The problem:
Write out once more the lines running from the top of the entries below to the line with "box: [39, 180, 600, 398]", both ends included.

Provided information:

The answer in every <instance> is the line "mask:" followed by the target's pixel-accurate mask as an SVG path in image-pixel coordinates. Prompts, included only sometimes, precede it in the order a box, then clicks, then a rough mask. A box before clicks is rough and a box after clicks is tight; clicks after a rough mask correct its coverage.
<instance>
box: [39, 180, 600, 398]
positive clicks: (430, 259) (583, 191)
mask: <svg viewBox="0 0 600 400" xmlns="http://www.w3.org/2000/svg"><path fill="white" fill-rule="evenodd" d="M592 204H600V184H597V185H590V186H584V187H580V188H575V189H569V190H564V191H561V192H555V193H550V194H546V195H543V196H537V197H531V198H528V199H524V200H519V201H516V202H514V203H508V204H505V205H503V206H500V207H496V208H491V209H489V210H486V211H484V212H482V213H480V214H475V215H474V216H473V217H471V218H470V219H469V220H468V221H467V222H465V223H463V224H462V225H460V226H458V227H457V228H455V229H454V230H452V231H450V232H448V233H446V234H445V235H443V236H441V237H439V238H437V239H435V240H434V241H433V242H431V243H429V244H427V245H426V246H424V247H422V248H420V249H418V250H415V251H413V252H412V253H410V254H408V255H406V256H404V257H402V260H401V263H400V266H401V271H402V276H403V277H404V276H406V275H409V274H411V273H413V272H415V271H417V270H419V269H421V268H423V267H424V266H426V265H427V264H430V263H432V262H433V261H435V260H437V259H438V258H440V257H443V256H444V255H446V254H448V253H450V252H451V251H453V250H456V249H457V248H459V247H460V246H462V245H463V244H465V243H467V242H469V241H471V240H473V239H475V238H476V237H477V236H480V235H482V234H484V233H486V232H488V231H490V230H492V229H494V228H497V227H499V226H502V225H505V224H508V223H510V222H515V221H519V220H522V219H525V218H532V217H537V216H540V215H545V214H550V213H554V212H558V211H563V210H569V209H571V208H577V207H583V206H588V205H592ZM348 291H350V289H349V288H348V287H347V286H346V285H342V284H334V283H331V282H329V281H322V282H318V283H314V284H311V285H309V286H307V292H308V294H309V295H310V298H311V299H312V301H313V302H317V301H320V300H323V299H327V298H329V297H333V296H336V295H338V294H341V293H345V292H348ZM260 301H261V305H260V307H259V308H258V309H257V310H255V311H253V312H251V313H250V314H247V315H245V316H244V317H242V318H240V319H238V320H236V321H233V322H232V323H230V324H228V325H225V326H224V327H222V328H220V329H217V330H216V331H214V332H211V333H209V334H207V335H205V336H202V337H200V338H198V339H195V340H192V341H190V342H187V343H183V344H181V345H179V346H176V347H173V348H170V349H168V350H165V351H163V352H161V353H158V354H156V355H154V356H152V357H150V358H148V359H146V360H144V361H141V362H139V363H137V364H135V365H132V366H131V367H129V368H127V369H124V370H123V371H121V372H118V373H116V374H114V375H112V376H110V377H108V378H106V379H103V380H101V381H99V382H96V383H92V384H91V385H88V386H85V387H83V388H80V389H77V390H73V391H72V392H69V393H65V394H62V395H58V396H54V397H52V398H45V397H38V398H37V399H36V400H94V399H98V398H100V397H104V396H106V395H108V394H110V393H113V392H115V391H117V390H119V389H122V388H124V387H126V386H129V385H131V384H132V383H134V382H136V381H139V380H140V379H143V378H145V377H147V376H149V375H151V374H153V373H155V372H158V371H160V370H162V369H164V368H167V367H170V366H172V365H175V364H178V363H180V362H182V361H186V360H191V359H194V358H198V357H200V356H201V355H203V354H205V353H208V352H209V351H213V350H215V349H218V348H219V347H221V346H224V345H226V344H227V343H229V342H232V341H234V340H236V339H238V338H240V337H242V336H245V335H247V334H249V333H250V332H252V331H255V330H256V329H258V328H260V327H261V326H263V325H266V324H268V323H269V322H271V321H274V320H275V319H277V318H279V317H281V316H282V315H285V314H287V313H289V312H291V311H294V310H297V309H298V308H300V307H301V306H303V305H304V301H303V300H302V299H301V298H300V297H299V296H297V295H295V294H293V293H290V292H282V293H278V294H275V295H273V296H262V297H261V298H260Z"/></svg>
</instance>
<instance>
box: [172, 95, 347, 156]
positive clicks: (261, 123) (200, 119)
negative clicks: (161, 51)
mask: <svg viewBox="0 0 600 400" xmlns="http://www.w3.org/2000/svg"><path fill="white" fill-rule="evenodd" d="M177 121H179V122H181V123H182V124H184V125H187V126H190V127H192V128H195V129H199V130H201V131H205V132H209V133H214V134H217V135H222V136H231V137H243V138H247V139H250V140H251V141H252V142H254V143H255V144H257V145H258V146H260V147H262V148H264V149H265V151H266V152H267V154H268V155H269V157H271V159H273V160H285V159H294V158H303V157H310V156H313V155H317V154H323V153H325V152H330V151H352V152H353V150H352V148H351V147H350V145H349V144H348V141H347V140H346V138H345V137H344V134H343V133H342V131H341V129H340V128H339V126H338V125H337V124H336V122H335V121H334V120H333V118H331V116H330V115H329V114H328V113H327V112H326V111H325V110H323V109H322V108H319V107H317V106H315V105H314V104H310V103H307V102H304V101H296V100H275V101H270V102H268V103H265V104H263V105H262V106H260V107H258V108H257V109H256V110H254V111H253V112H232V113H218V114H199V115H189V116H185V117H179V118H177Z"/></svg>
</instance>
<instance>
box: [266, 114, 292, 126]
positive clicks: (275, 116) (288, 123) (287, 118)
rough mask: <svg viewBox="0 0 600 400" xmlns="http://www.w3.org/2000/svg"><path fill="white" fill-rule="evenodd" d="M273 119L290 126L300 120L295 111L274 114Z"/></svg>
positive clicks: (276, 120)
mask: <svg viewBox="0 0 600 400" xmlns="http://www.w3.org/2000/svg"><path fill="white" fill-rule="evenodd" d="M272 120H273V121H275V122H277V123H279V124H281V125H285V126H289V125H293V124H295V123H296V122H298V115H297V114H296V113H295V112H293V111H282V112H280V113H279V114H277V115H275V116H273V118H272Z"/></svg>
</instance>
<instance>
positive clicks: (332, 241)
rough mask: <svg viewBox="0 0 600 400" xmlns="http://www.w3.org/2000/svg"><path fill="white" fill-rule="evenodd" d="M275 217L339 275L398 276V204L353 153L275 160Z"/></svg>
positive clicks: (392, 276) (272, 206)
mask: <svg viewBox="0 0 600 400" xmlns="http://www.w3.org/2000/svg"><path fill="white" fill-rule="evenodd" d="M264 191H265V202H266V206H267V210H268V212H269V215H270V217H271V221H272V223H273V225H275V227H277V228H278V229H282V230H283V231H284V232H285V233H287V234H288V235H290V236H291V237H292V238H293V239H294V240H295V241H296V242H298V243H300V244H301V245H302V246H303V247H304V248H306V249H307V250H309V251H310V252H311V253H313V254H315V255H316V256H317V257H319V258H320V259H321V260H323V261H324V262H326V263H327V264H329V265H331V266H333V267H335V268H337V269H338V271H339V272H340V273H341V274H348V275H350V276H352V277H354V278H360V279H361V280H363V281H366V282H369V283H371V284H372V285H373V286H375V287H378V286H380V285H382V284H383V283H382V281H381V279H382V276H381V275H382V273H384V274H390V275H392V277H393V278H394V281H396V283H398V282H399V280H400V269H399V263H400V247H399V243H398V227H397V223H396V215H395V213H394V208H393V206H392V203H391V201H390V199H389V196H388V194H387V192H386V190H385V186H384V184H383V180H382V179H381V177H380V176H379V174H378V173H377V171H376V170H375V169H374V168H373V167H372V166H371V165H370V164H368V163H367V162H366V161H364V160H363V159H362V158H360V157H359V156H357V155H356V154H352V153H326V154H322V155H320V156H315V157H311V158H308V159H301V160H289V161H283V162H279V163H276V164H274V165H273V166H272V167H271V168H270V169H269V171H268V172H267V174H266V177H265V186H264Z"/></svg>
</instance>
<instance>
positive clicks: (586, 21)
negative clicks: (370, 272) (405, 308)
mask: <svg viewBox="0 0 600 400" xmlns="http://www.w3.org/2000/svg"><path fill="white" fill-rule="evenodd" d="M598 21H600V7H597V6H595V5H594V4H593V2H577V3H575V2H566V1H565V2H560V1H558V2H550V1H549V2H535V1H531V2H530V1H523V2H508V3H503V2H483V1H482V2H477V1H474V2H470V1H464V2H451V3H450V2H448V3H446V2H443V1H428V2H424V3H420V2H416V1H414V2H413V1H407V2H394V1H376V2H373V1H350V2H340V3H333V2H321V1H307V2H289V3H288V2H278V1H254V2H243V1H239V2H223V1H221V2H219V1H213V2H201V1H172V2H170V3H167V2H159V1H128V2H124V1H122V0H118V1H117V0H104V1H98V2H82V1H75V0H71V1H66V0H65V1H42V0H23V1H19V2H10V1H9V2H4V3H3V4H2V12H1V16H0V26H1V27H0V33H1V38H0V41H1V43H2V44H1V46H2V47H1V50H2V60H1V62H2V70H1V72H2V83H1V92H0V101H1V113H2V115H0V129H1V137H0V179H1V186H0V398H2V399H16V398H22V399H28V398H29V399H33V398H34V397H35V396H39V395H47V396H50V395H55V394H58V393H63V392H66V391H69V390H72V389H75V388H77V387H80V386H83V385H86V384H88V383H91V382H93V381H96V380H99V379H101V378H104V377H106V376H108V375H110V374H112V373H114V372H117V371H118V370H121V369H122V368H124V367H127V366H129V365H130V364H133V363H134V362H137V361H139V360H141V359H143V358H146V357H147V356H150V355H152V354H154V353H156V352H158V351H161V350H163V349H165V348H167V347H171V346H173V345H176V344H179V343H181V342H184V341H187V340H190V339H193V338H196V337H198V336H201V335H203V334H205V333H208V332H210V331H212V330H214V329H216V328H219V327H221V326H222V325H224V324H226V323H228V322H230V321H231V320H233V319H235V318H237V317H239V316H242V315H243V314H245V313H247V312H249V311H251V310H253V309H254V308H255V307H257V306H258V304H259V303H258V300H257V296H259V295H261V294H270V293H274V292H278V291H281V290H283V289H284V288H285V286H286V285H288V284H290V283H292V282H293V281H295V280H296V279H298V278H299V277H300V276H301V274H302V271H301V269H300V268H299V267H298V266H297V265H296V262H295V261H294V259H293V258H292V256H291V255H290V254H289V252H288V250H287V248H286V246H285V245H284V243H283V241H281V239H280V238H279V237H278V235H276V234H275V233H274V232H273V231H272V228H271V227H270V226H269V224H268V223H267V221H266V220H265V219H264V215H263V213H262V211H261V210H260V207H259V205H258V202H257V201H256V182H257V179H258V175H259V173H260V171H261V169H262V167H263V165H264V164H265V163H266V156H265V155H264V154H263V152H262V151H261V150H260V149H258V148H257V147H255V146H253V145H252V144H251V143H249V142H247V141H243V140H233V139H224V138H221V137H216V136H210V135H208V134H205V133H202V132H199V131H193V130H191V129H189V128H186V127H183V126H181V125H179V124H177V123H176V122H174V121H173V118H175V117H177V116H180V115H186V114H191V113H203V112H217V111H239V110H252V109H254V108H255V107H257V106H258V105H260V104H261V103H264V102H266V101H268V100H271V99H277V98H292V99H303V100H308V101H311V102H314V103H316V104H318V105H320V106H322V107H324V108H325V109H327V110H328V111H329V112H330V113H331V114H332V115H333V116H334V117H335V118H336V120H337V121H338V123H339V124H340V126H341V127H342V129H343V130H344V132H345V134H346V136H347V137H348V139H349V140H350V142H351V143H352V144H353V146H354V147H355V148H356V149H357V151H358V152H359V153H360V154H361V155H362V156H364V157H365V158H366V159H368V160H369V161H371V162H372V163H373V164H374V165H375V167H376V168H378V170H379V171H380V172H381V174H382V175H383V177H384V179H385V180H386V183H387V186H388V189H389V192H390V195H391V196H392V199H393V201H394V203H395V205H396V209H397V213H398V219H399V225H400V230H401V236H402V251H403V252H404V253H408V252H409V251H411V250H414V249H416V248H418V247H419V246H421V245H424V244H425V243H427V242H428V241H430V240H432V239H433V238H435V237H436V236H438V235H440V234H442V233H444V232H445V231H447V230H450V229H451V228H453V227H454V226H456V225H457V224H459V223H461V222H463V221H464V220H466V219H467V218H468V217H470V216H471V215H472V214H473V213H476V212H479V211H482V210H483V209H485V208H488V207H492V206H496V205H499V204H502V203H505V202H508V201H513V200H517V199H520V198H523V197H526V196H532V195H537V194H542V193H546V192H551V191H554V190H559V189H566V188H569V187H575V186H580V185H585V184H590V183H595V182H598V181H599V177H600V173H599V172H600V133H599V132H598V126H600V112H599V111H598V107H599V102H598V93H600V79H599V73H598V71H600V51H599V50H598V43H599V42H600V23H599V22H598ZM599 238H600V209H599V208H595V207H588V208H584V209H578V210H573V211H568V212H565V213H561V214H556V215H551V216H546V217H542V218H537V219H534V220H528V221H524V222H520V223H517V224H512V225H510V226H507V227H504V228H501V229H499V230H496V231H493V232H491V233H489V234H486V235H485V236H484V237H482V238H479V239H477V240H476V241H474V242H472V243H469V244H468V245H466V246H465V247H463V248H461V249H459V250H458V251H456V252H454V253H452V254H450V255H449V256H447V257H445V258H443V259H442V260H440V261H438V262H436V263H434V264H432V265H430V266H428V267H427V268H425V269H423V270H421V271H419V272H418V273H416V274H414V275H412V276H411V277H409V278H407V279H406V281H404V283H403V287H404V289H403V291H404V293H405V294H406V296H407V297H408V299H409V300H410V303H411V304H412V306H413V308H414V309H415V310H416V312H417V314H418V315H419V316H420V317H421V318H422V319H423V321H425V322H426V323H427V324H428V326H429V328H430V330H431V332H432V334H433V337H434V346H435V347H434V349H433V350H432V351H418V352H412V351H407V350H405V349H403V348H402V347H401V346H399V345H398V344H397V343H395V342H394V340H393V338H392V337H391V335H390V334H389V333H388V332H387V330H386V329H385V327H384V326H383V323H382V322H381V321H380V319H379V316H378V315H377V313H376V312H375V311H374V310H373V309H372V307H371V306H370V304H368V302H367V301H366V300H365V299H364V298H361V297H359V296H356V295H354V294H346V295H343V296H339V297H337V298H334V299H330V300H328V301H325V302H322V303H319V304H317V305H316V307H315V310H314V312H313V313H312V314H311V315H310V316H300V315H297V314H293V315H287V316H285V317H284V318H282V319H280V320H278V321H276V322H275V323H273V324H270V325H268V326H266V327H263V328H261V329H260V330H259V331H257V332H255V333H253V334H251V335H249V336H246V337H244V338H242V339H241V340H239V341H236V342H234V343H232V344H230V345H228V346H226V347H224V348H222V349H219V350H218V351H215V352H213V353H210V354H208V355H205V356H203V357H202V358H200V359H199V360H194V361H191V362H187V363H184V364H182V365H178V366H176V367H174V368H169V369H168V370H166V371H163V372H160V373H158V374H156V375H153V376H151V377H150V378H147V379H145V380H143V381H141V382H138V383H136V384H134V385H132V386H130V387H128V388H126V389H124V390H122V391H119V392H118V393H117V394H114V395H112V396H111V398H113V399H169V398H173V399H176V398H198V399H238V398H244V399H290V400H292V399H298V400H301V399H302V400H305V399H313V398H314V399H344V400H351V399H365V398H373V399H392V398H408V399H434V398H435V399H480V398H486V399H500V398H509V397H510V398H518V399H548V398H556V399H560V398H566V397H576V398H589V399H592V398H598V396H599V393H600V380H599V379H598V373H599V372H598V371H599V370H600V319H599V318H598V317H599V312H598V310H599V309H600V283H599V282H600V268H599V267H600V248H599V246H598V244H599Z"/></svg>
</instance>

Solution to the exercise:
The answer in every <instance> is the line "mask:" followed by the target's pixel-accurate mask as an SVG path in image-pixel coordinates. Prompts, included only sometimes, precede it in the order a box, then clicks, then a rough mask. A box before clicks is rough and a box after clicks is tight; clicks after a rough mask correct its coverage.
<instance>
box: [39, 180, 600, 398]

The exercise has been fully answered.